======== Source data
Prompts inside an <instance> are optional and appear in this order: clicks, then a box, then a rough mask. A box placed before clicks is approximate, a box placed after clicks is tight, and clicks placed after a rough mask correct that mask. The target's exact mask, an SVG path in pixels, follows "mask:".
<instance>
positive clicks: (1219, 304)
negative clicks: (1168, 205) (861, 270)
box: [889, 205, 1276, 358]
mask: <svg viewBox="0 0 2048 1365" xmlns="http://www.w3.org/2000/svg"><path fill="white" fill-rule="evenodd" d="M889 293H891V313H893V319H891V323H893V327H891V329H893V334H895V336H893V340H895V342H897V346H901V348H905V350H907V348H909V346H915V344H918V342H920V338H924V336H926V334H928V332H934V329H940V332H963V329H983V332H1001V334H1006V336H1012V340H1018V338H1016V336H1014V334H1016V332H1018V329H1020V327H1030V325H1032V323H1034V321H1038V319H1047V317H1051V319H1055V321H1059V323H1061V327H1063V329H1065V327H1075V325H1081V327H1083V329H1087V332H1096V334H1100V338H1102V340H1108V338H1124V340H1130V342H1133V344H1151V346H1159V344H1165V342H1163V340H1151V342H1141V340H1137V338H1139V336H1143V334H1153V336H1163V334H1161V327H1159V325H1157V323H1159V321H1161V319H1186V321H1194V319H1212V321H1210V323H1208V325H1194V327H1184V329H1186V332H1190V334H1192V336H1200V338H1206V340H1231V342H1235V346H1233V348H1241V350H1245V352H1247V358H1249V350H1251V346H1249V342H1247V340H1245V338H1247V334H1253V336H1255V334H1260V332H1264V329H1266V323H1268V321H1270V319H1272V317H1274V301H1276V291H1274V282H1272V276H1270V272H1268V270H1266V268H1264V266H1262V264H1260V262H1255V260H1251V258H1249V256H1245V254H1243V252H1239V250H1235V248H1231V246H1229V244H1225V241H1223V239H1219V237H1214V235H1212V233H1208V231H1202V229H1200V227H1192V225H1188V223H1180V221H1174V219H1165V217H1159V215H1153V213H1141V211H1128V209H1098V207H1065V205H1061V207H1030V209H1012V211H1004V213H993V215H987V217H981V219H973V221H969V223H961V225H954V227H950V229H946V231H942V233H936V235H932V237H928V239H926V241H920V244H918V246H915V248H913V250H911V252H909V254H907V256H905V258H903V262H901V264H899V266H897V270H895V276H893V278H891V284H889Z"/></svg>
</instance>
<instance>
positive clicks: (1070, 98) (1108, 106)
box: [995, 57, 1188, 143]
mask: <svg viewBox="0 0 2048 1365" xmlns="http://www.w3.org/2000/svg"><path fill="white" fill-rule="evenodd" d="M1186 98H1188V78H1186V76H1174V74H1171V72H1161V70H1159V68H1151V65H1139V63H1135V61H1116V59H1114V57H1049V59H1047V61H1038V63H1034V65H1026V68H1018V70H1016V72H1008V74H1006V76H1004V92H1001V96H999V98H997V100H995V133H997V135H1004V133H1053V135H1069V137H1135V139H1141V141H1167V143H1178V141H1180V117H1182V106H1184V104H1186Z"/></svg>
================
Return each line from the records that includes the word "instance".

Prompts inside an <instance> are optional and appear in this order: clicks, then a box, then a rough mask. A box placed before clicks is approximate, a box placed after clicks is tight, and clicks placed after a rough mask correct that mask. The target's exact mask, an SVG path in pixels, follows "mask:".
<instance>
</instance>
<instance>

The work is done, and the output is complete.